_ASSIGNED TASK_
Your reply should reproduce the data below without a single alteration, apart from dropping the images.

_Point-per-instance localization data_
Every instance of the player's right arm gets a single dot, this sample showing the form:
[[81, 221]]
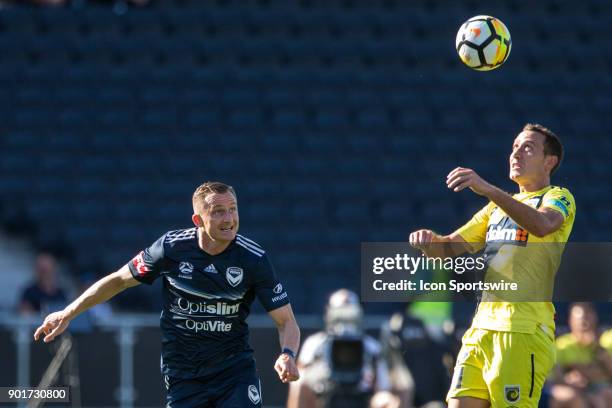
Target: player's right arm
[[434, 245], [468, 238], [101, 291]]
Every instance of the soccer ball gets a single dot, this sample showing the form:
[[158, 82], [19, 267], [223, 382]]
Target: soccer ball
[[483, 43]]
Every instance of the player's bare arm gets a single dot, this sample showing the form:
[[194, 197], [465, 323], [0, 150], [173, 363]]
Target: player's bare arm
[[435, 245], [101, 291], [539, 222], [289, 338]]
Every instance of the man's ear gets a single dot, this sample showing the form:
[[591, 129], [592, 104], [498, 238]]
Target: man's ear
[[197, 220], [550, 162]]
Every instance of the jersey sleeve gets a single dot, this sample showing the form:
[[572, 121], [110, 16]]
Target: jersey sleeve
[[560, 200], [149, 263], [474, 232], [268, 289]]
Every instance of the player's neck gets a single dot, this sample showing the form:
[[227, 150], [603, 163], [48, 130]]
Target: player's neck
[[534, 185], [210, 246]]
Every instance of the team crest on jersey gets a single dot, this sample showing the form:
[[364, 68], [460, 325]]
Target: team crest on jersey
[[254, 394], [186, 269], [234, 275], [512, 393]]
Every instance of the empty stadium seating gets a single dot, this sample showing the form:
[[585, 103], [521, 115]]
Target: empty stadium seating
[[336, 120]]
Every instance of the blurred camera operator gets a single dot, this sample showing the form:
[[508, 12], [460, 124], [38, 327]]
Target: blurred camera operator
[[341, 366]]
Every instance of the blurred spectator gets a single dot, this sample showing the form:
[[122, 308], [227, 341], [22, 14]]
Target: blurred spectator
[[582, 377], [409, 348], [45, 292], [341, 366]]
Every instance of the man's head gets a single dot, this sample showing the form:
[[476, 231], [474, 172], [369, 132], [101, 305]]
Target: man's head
[[343, 314], [536, 154], [582, 317], [215, 210], [46, 271]]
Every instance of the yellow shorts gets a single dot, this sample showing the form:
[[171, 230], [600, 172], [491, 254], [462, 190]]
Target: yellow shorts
[[508, 369]]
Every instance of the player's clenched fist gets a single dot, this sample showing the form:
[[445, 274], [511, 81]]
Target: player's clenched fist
[[461, 178], [422, 238], [286, 368], [53, 325]]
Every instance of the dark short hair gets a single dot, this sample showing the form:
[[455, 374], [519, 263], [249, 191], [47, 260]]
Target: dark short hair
[[552, 143], [208, 188]]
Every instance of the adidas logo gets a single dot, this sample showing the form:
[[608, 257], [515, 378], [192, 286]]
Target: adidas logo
[[210, 269]]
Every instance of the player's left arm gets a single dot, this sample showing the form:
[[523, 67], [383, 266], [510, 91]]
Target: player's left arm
[[539, 222], [289, 338]]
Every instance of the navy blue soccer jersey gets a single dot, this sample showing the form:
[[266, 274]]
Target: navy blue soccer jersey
[[206, 299]]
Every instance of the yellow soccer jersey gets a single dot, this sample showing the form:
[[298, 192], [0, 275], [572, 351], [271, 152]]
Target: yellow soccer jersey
[[533, 268]]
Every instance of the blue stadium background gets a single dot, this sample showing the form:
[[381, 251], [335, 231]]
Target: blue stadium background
[[336, 121]]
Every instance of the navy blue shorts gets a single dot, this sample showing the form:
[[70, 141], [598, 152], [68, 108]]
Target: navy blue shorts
[[236, 387]]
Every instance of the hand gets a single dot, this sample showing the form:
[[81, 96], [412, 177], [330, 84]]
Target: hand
[[422, 238], [53, 325], [461, 178], [286, 368]]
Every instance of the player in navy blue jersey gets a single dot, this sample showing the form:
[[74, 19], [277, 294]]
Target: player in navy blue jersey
[[211, 275]]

_REPLY_
Every instance of the player's right arm gets a single dot, this sample showing the form:
[[81, 221]]
Target: player's right arm
[[434, 245], [468, 238], [101, 291]]
Every instance of the soccer ball gets a single dot, this sample showing the form:
[[158, 82], [19, 267], [223, 382]]
Target: soccer ball
[[483, 43]]
Every instance of the player's bare arm gets a single dot, this sample showing the form:
[[194, 197], [465, 323], [0, 150], [173, 363]]
Target: player's bare arm
[[435, 245], [101, 291], [539, 222], [289, 338]]
Every instance of the man's ear gets a single dot, this sample showing the form:
[[591, 129], [592, 104], [498, 238]]
Target: man's ear
[[197, 220], [550, 162]]
Every instance of the jersey sleeve gets a single dot, this sample showing the form:
[[572, 121], [110, 16]]
Target: jersey sleeve
[[560, 200], [149, 263], [474, 232], [268, 289]]
Every instance of the player's neck gets a single dot, this sample showing the form:
[[227, 150], [603, 163], [48, 130]]
Target: player's neck
[[534, 185], [210, 246]]
Every instance of the team crest on jersey gets a single dot, this sample showing the form:
[[364, 68], [460, 325]]
Target: team crest on jersey
[[254, 394], [186, 269], [234, 275], [512, 393]]
Every instance of the empty stadium seating gets a single dot, this sample showing the form:
[[585, 103], [521, 115]]
Target: empty stadium seating
[[336, 120]]
Every instance of the blurred camera operator gets a single dot, this sample showing the form:
[[508, 12], [460, 124], [38, 327]]
Target: blurred camera operator
[[341, 366]]
Every instance of the blurred spectator gets a single dot, this sample showing the form:
[[122, 308], [227, 341], [22, 14]]
Target: blurred spectator
[[582, 377], [409, 348], [45, 292], [341, 366]]
Every instance of the man's head gets a single dot, this sample showing the form:
[[476, 231], [474, 172], [369, 132], [101, 305]]
Target: man's head
[[343, 314], [536, 154], [582, 317], [215, 210], [46, 271]]
Every instance of the yellow shorts gets a single dot, this sample showing the form:
[[171, 230], [600, 172], [491, 254], [462, 190]]
Target: yellow shorts
[[508, 369]]
Every instance of the player's clenched fist gets a single dot, this sample showing the form:
[[445, 274], [511, 81]]
Target: player's clenched fist
[[461, 178], [422, 238], [286, 368], [53, 325]]
Every instance of the dark short hair gets a single dot, this sample showing the form:
[[455, 374], [519, 263], [249, 191], [47, 260]]
Target: dark short hair
[[552, 143], [208, 188]]
Every instance of the adidas logo gets a single dot, this sample showing the form:
[[608, 257], [515, 378], [192, 286]]
Target: adidas logo
[[210, 269]]
Every instance of the player's left arm gets a single dot, this sample showing the form:
[[523, 67], [383, 266], [510, 91]]
Target: player's left arm
[[539, 222], [289, 338]]
Every instance of the navy blue soccer jersey gets a single dot, this sample showing the form:
[[266, 274]]
Target: navy blue soccer jersey
[[206, 299]]
Every instance of the yellow soccer jersey gets a single dot, this sample showing the form:
[[298, 192], [0, 275], [572, 351], [271, 152]]
Target: yellow soccer jersey
[[533, 268]]
Every instance of the blue stadium background gets a single dot, this sample showing the form:
[[381, 251], [335, 231]]
Target: blue stadium background
[[336, 121]]
Every instance of the navy blue shorts gets a single dot, this sample showing the form:
[[70, 141], [598, 152], [68, 108]]
Target: navy blue shorts
[[236, 387]]
Every instance of the hand gets a single dot, this sample showing the form:
[[81, 96], [412, 177], [330, 84]]
Target: hand
[[422, 238], [53, 325], [461, 178], [286, 368]]
Every instance of the player in navy blue jersey gets a single dot, this sample showing the form:
[[74, 19], [277, 294]]
Target: player in navy blue jersey
[[211, 275]]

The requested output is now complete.